## SOURCE PASSAGE
The Carr fire up north has taken six lives and destroyed 1,465 structures.  That makes it the sixth most destructive wildfire in California history and it’s still burning.  In Mendocino County – some of the most beautiful land in a state teeming with beauty – two fires had wiped out over 90,000 acres and they’re still burning.  The Ferguson fire scorching Yosemite, claiming over 60,000 acres is predicted to spread eastward into the Sierra Nevada Mountains.  If you haven’t yet seen Yosemite, it’s a damned shame.  The Ansel Adams photographs are stunning beyond belief but the real thing is even more so. 

The Ferguson fire has already burned for twenty days but experts are worried it may get worse as a pressure system lifts and ignites “a massive number of dead trees than have been killed off by five years of drought and a bark beetle infestation.”  [1] 

The calendar has just turned to August and a distinct possibility exists that it will only get worse as the summer unwinds.  It will certainly get worse as the years unwind and politicians like our president continue to pretend it has nothing whatsoever to do with the toxic stew we inject into our atmosphere every day.

## RECORDED DATA
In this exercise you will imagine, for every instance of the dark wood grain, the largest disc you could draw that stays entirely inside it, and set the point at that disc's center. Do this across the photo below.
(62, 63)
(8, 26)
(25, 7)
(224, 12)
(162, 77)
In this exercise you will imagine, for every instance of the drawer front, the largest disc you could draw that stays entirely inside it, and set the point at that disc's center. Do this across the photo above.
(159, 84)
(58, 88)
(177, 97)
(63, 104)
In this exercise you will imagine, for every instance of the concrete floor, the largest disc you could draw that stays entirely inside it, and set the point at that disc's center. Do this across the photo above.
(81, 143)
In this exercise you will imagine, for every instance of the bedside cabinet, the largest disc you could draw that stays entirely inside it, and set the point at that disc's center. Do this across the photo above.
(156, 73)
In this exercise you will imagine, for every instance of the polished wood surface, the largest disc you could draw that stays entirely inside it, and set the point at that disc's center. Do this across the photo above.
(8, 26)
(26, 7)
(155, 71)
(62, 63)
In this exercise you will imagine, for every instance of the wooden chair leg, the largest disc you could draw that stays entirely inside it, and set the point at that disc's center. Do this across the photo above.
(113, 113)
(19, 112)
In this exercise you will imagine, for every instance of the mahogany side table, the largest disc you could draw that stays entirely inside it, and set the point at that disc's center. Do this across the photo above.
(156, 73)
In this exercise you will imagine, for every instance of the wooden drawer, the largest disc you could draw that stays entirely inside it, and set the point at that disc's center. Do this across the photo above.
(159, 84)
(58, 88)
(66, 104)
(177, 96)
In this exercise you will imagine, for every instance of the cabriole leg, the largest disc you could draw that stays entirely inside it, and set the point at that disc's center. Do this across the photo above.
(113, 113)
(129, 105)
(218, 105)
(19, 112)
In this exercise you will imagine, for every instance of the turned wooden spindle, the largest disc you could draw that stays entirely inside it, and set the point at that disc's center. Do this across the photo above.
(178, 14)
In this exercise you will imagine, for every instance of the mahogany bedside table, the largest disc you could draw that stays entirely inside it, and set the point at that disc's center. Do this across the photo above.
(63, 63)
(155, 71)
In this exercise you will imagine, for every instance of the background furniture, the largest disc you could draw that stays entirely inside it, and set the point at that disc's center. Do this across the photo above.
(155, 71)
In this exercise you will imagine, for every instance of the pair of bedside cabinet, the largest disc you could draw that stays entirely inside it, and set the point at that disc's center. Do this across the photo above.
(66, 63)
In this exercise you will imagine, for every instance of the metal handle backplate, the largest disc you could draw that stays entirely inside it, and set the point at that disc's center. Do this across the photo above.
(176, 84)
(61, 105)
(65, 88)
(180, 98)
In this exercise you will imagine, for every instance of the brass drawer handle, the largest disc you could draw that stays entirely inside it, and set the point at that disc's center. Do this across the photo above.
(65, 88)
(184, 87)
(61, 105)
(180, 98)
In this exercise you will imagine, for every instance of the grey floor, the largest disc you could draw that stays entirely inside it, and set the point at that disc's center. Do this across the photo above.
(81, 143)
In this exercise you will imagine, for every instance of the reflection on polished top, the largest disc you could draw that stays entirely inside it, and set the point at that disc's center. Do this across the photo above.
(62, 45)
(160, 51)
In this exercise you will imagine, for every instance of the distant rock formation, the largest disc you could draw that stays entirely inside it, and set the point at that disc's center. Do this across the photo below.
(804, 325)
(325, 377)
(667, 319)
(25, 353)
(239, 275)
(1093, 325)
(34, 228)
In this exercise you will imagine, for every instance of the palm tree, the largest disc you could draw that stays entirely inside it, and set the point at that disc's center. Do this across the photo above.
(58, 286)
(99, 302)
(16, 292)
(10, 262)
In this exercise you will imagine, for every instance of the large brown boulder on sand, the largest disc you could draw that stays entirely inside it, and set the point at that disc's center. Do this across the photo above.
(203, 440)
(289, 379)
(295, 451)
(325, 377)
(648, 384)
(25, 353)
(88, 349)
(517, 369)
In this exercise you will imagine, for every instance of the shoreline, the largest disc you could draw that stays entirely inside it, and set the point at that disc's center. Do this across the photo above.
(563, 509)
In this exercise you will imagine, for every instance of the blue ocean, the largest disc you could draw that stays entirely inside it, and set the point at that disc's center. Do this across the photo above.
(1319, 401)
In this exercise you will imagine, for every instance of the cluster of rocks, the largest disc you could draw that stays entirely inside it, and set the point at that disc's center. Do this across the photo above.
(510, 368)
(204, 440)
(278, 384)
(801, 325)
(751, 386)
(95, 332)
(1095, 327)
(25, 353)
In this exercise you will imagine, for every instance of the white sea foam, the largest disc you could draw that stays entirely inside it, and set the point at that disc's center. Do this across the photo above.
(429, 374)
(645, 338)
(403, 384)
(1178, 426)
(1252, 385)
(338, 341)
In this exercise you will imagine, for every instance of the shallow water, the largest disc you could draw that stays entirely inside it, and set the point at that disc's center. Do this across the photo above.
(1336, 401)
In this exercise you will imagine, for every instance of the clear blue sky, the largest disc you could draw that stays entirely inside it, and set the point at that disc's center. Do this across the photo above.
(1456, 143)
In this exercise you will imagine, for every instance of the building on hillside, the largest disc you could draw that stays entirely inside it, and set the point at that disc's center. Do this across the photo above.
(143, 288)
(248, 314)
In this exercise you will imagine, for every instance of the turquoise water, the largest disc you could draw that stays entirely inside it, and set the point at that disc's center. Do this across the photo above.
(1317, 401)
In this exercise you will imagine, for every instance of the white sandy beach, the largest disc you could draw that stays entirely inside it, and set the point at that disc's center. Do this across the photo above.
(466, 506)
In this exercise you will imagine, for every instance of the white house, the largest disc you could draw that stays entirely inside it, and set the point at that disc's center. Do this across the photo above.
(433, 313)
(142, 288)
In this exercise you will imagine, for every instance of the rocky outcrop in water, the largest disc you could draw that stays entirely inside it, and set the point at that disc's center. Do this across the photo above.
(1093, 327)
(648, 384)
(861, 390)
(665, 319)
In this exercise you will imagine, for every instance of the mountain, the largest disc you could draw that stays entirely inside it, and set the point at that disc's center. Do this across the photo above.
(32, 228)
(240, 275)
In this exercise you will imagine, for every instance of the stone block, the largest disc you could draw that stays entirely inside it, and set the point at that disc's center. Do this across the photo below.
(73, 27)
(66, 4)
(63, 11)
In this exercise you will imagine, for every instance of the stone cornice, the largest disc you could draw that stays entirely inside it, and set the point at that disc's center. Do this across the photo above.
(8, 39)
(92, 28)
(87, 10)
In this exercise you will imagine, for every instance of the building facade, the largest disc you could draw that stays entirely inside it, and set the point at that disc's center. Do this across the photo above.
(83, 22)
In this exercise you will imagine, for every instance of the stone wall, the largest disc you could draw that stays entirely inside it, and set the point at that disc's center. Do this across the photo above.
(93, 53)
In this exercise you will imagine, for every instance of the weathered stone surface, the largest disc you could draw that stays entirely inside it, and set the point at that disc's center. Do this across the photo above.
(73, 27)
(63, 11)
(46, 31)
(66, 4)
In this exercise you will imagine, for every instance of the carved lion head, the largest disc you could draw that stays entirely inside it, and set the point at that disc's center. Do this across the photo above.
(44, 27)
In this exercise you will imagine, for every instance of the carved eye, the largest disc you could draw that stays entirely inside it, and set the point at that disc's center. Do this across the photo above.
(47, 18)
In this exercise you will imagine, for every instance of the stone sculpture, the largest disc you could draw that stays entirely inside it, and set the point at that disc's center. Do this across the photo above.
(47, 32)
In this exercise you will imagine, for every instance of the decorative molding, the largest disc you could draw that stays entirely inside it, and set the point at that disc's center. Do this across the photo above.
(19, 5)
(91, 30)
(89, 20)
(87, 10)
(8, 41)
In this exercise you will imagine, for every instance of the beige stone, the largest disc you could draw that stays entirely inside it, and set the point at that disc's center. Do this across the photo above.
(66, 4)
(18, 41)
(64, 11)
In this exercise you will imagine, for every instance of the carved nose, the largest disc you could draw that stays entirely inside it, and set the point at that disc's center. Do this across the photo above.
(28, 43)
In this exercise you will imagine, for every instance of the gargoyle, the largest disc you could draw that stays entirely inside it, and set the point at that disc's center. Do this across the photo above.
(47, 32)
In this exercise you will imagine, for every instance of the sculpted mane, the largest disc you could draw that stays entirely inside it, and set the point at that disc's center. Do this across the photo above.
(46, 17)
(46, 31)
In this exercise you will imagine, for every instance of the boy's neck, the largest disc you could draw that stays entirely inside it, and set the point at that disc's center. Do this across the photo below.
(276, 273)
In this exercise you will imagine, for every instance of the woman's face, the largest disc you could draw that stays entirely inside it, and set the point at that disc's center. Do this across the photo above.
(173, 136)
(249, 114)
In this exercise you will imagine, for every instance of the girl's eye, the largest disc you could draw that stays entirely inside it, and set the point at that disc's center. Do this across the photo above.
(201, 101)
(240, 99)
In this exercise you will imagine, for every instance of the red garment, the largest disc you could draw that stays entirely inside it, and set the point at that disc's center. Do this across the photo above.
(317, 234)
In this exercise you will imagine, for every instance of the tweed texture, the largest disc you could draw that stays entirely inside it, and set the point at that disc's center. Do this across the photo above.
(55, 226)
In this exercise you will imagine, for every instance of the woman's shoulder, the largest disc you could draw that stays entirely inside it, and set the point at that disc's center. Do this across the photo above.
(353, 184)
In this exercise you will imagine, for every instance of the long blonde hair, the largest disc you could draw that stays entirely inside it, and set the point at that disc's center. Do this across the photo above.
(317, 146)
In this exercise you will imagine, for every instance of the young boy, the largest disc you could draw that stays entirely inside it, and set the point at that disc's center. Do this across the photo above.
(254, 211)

## LIST OF TASKS
(1) Based on the text about the California wildfires, decide whether each statement is true. Answer yes or no for each, and quote the words that settle it. (a) The Carr fire destroyed 1,465 structures. (b) The Ferguson fire had burned for thirty days. (c) Two fires in Mendocino County wiped out over 90,000 acres.
(2) According to the text about the California wildfires, into what mountains is the Ferguson fire predicted to spread?
(3) Write what comes next in the text about the California wildfires, picking up from its last sentence.
The rows play no part in this work.

## SOLVED TASKS
(1)
(a) Yes: "destroyed 1,465 structures"
(b) No: "The Ferguson fire has already burned for twenty days"
(c) Yes: "two fires had wiped out over 90,000 acres"

(2) The Sierra Nevada Mountains.

(3)
It is too late for the party of denial to escape accountability.  We burn oil, gas and coal and pretend that natural gas is the solution when in fact it only transfers the problem from the air we breathe to the water we drink.  Why do we still not have solar panels on every home and building not only in the Golden State but in every state where sun still shines?  (Wake up, Arizona! You are wasting the most valuable resource you have and you’re worried about immigration?)  Why do we still not have an infrastructure that can accommodate a vast array of renewable clean energy?  Why is it still cheaper to burn the most harmful fuels on the planet?  Why haven’t we developed for mass deployment pollution-free vehicles? 

It is undeniable.  The world is getting hotter.  Earlier this summer, record temperatures were recorded across the globe from Los Angeles and Denver to New Hampshire and Vermont, from Ottawa and Montreal to Glasgow and Belfast, from Tbilisi and Yerevan in Eastern Europe to Quriyat in the Middle East.  There is no hiding from this phenomenon short of leaving the planet.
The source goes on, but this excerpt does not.